Work to complete:
Please check the passage about Salka Viertel below: when did she become a U.S. citizen?

The look, the sound, and the speech of Hollywood’s Golden Age did not originate in Hollywood. Much of it came from Europe, through the work of successive waves of immigrants during the first half of the 20th century. The last several of those waves brought a group of traumatized artists who were lucky enough to escape Hitler’s death trains and extermination camps. All were antifascists; a few were Communists; most were Jews. These were Hitler’s gift to America — prodigious individuals who enriched the film culture and the intellectual life of our nation, and whose influence continues to resonate. Plenty of writers have explored the ways these refugees, exiles and émigrés managed to escape from Europe. Fewer have told about the Americans who had the courage to take them in. Of those heroic citizens, at the top of the list for her uncompromising conviction and generosity, was a too-often-forgotten screenwriter in Santa Monica named Salka Viertel.
Salka Viertel was a recently naturalized American when Hitler’s war began, having arrived from Berlin on a visitor visa in Hollywood with her husband during one of the earlier waves of emigrating filmmakers, in 1928. She became a proud and grateful U.S. citizen in February of 1939, only months before the official outbreak of war in Europe on Sept. 1 of that year. It was her very Europeanness that had alerted her early on to the growing conflagration across the Atlantic, well before Hitler took power in 1933. She had been raised in a well-heeled Jewish family in a garrison town in Galicia called Sambor, on the fringes of the Austro-Hungarian Empire, where she’d been born in 1889. And she came of age as an actress on the stages of many European cities, most notably Weimar-era Berlin. Long before the advent of National Socialism made anti-Semitism official state policy in Germany, Salka Viertel was quite familiar with its lethal intentions. Thus after 1933 she was extra sympathetic to the attempts of the panicked human beings who began to launch themselves desperately, in any way they could, toward the possibility of safety in America.

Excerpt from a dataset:

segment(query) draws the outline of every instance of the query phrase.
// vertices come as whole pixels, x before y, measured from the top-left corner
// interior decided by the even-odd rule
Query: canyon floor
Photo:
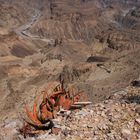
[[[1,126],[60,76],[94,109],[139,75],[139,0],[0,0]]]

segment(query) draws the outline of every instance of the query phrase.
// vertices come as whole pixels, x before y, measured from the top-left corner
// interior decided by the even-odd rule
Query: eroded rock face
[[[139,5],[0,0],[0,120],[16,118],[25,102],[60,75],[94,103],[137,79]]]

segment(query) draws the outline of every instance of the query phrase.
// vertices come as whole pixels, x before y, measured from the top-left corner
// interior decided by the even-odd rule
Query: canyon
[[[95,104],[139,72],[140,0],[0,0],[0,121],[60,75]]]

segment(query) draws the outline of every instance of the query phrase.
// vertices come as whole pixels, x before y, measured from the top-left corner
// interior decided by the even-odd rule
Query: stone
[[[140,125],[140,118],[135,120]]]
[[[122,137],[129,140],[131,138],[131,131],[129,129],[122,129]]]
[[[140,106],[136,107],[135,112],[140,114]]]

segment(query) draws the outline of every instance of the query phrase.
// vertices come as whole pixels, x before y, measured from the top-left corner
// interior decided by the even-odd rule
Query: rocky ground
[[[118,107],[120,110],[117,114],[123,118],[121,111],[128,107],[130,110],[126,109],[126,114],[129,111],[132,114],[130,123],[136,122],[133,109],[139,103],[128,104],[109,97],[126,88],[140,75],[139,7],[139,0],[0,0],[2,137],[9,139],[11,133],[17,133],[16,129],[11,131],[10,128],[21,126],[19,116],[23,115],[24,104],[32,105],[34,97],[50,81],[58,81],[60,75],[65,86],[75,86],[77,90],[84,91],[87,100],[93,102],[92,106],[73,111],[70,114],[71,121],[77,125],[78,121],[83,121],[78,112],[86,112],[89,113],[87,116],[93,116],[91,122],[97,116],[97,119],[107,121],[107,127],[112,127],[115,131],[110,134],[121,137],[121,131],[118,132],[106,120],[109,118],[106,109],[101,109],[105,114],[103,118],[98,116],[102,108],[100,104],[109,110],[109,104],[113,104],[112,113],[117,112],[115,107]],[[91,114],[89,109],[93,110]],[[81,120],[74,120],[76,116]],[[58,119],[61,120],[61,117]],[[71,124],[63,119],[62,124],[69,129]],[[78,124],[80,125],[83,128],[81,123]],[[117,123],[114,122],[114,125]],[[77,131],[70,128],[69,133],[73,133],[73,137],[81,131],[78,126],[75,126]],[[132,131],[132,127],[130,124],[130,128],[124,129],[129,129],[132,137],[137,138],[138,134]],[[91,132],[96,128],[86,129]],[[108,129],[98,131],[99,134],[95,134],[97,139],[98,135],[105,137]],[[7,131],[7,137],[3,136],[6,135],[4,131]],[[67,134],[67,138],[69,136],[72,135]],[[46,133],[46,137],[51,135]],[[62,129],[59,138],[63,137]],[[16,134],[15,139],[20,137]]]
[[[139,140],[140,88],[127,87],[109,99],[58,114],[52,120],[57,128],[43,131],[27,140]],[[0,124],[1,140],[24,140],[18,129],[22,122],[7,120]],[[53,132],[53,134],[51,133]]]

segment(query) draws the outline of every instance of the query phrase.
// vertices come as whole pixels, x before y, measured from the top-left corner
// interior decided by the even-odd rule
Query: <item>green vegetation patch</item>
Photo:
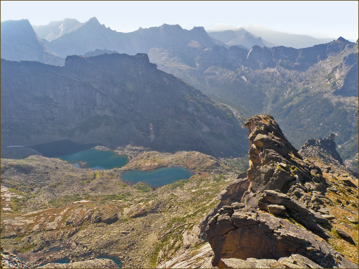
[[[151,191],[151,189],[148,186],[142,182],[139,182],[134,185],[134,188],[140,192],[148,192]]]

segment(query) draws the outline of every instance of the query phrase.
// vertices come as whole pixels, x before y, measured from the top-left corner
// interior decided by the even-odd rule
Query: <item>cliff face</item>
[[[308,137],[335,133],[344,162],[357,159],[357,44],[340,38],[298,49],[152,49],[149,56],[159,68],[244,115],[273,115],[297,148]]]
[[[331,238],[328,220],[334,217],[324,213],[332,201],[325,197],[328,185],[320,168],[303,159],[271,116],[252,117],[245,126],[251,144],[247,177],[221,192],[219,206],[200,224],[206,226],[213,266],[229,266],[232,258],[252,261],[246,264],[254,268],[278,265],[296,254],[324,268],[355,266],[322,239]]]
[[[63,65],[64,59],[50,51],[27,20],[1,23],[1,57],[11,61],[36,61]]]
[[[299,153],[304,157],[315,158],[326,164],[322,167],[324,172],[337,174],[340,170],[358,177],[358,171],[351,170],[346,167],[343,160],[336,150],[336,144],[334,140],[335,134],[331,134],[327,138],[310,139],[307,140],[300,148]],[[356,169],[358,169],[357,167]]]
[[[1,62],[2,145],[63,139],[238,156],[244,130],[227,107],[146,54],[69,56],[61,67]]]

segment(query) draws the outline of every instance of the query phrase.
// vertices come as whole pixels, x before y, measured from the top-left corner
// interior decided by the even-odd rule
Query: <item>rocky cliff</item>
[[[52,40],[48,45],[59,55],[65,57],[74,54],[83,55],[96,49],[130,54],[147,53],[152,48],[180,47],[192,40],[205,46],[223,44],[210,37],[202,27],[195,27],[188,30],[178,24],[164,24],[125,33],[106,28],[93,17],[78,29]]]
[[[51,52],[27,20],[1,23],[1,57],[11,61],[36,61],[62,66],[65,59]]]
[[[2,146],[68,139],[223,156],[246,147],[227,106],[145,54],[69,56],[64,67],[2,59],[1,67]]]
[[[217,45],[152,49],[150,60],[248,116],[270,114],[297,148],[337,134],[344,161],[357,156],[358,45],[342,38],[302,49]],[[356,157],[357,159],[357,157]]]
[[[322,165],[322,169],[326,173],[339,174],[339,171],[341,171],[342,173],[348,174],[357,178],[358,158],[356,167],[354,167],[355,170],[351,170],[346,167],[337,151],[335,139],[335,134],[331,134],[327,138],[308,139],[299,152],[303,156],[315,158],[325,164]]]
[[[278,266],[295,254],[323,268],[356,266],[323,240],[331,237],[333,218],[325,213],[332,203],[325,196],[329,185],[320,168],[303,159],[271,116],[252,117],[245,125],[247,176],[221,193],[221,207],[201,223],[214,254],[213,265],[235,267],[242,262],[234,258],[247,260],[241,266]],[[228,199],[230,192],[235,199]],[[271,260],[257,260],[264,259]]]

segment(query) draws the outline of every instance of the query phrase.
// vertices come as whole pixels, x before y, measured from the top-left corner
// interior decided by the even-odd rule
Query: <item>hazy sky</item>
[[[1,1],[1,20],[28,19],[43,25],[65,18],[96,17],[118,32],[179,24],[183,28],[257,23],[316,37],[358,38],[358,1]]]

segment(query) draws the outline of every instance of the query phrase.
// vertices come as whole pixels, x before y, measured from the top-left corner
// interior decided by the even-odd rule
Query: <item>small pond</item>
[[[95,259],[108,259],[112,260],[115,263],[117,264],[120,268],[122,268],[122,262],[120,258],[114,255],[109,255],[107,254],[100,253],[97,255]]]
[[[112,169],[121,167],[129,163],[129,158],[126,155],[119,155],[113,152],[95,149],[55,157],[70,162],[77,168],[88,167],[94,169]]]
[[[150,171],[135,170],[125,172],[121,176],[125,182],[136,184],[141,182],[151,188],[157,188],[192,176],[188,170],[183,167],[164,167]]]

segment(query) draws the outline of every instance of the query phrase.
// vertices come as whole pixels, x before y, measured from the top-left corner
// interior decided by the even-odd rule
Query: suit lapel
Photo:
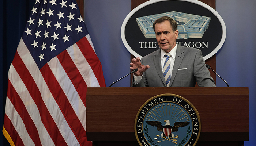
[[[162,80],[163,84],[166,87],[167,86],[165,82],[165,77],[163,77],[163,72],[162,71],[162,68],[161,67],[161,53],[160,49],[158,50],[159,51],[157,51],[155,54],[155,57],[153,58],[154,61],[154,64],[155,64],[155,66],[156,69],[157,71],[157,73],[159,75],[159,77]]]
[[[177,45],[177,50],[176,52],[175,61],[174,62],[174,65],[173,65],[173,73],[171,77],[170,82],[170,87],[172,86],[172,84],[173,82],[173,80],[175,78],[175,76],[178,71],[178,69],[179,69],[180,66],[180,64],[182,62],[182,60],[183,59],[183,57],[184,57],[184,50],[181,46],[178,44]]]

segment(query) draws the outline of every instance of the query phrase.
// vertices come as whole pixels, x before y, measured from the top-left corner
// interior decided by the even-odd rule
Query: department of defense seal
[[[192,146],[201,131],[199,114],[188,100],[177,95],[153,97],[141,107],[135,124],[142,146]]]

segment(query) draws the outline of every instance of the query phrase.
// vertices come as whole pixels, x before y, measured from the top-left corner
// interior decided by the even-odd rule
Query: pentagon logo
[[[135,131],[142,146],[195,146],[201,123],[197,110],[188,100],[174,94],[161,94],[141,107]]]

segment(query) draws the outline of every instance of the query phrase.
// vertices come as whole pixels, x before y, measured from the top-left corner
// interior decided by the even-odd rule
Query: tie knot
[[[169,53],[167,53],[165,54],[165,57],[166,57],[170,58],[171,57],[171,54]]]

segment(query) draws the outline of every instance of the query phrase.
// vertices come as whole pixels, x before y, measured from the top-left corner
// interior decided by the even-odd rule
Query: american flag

Result of this exercise:
In February 1939.